Medicine Hat Minute: Energy Prices, COVID Optimism, and Ombudsman Investigation Quashed

Medicine Hat Minute: Energy Prices, COVID Optimism, and Ombudsman Investigation Quashed

 

Medicine Hat Minute - Your weekly one-minute summary of Medicine Hat politics

 

This Week In Medicine Hat:

  • It’s going to be a relatively steady week at City Hall with just two meetings scheduled - one council meeting and one commission meeting.

  • The Council meeting will be a Regular Medicine Hat City Council meeting at 6:30 pm today. The meeting will start with a motion to close the meeting to the public. While the meeting is closed, Council will discuss several items including Council strategy and policy development and a Strategic Priorities Working Group agenda & summary, as well as receive a number of committee reports in-camera (in secret). The meeting will then revert to an open meeting, where Council will receive a presentation from the Community Inclusion Coordinator and reports from several different committees.
- - - - -
- [Task set]
[A] In the Medicine Hat Minute text, what time does the Regular Medicine Hat City Council meeting start today?
[B] Transcribe the Medicine Hat Minute text from "This Week In" up to and including "several different committees.".

- [Records shown]
- - - - -
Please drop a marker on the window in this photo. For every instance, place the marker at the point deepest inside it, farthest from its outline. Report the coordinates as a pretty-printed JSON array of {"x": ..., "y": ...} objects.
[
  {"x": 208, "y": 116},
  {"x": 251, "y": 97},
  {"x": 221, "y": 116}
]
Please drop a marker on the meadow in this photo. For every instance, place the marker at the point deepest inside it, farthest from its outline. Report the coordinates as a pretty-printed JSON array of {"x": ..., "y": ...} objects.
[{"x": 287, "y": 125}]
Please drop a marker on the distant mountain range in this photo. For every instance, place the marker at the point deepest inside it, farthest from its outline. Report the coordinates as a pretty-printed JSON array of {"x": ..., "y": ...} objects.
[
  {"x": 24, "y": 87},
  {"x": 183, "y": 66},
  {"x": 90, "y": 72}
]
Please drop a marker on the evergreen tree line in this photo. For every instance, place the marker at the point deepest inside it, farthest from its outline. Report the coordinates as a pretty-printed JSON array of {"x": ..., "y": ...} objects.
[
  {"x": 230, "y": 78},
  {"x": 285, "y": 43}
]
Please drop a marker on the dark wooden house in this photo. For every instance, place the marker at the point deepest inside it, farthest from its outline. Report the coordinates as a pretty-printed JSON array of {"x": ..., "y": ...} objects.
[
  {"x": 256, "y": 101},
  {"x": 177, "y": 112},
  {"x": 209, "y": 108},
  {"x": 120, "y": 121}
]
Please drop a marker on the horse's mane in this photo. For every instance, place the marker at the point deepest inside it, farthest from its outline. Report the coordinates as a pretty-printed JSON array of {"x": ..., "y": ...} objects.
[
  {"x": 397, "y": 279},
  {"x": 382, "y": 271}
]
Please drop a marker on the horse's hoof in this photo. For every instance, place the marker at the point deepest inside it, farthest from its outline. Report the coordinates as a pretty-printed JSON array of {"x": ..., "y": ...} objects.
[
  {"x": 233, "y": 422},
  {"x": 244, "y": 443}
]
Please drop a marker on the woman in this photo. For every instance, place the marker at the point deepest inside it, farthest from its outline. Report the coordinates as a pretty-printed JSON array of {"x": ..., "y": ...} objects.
- - - - -
- [Solutions per task]
[A] 6:30 pm

[B]
This Week In Medicine Hat:

  • It’s going to be a relatively steady week at City Hall with just two meetings scheduled - one council meeting and one commission meeting.

  • The Council meeting will be a Regular Medicine Hat City Council meeting at 6:30 pm today. The meeting will start with a motion to close the meeting to the public. While the meeting is closed, Council will discuss several items including Council strategy and policy development and a Strategic Priorities Working Group agenda & summary, as well as receive a number of committee reports in-camera (in secret). The meeting will then revert to an open meeting, where Council will receive a presentation from the Community Inclusion Coordinator and reports from several different committees.